◆ **Okunacak Metin**
________________________________________

Güncelleme Tarihi:
5 Nisan 2019 gecesi gerçekleşen olayda, Alsancak’ta gece kulübü işleten Hasan Yücel’in, yanında çalışan Mustafa Demir’i darp etmesi sonucu Demir beyin kanaması geçirdi ve hayatını kaybetti.
Karar celsesinde son sözü sorulan sanık Hasan Yücel, olayda hayatını kaybeden Mustafa Demir’in ailesinin, kendisinden 200 bin TL nakit para ile birlikte 20 koyun istediğini ve bunun karşılığında şikayetlerinden vazgeçeceklerini söylediğini anlattı. Mustafa Demir’i oğlu gibi sevdiğini ifade eden Yücel, “Mustafa ile tartışmamızın böyle bir sonuca neden olacağı aklımın ucundan geçmiyordu, pişmanım” dedi.
Olaya ilişkin yapılan yargılama sonucunda olayın ‘kasten öldürme’ olduğuna hükmeden İzmir 3. Ağır Ceza Mahkemesi, sanık Hasan Yücel’e müebbet hapis cezası verdi.
CİNAYET ANI KAMERADA
Olayın gerçekleşme anına ilişkin kamera kayıtları da ortaya çıktı. 5 Nisan 2019 gecesi gerçekleşen olayda, Hasan Yücel ve Mustafa Demir yanlarında bulunan birkaç kişi ile beraber güvenlik kamerasının açısına giriyor. Yücel ve Demir’in tartıştığının anlaşıldığı görüntülerde Hasan Yücel’in Mustafa Demir’e birkaç tokat atması sonucu, Demir dengesini kaybederek düşüyor. Sokakta bulunan beton saksıya kafasını çarpan Mustafa Demir, Yücel’in kafasına attığı tekmelerle kendinden geçiyor. Hasan Yücel, bayıldığını düşündüğü Demir’in başına bidonla getirdiği suyu döküyor. Görüntüler, Mustafa Demir kendine gelmeyince olay yerine çağrılan ambulansa bindirilmesiyle son buluyor.
“BABA-OĞUL GİBİYDİLER”

________________________________________

◆ **Yapılacak İşler**
a - Cinayet haberinde kamera kayıtlarını anlatan bölüme göre Hasan Yücel'in Mustafa Demir'e yaptığı eylemleri sırala.
b - Cinayet haberini kaldığı yerden sürdür.

◆ **Verilen Malzeme**
________________________________________

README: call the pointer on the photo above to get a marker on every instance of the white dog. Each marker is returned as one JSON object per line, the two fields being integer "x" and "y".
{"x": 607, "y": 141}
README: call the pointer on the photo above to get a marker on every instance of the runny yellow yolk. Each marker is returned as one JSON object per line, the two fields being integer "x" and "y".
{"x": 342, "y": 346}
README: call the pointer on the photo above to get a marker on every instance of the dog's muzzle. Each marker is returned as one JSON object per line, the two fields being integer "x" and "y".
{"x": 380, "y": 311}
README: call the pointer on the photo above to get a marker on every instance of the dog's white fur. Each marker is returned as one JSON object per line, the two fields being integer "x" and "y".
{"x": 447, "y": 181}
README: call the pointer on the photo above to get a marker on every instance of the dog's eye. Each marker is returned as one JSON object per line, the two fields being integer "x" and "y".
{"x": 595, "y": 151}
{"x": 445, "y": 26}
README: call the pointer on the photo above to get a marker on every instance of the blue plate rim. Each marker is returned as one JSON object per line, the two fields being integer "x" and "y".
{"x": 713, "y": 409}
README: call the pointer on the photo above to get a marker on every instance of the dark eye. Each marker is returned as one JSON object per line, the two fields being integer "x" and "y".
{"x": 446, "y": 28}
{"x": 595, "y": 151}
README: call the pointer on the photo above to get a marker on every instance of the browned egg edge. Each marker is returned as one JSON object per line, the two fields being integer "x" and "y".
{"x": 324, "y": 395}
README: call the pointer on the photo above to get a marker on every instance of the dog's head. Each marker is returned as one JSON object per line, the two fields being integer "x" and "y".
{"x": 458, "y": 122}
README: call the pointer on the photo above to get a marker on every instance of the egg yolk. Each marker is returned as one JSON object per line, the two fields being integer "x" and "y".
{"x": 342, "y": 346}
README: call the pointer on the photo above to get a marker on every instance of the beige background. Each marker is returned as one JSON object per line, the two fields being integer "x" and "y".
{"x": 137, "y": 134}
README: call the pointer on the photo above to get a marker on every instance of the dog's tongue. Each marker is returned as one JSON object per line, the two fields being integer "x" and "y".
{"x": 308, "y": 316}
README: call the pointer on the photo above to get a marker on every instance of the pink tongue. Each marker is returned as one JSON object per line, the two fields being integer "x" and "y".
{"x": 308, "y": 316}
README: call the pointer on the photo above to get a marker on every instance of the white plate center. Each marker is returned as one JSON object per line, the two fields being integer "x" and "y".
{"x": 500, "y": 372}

________________________________________

◆ **Yanıt Listesi**
a -
- Mustafa Demir'e birkaç tokat atıyor.
- Kafasına tekmeler atıyor.
- Başına bidonla getirdiği suyu döküyor.

b -
Mustafa Demir ile Hasan Yücel’in 6 yıldır birlikte çalıştıklarını ve Yücel’in Mustafa Demir’e kalması için ev tuttuğunu anlatan Ayşenur Kuzey, “Eşimin Mustafa ile çok güzel baba oğul gibi bir ilişkileri vardı. Aralarında hiç sorun yoktu. O gün talihsiz bir olay gerçekleşti. Hasan, o gün arkadaşları ile yemeğe gidecekti. Mustafa da Hasan’ın yanına gitmiş. Serdar diye birinden 6 bin lira alacağı olduğunu ve Hasan’ın o parayı istemesini söylemiş. Hasan da ‘Sonra konuşuruz’ demesine rağmen Mustafa ısrar edince Serdar isimli kişiyi de oraya çağırmışlar. Serdar, konuşma esnasında Mustafa’ya borcu olmadığını söyleyerek oradan ayrılmış. Mustafa da herkesin için de küfürler etmeye başlamış. Hasan da Mustafa’yı uyarıp dışarı çıkmasını söylemiş. Mustafa, Hasan’a tahrik edici sözler söylemiş. Birlikte dışarı çıkmışlar. Mustafa, yoldan gelene geçene küfür etmeye başlayınca Hasan da birkaç tokat atmış. Dengesini kaybedip kafasını saksıya vurup beyin kanaması geçirmiş. Bu kasıtlı bir olay değil. Çok üzgünüz. Bu bir cinayet değil kaza” diye konuştu.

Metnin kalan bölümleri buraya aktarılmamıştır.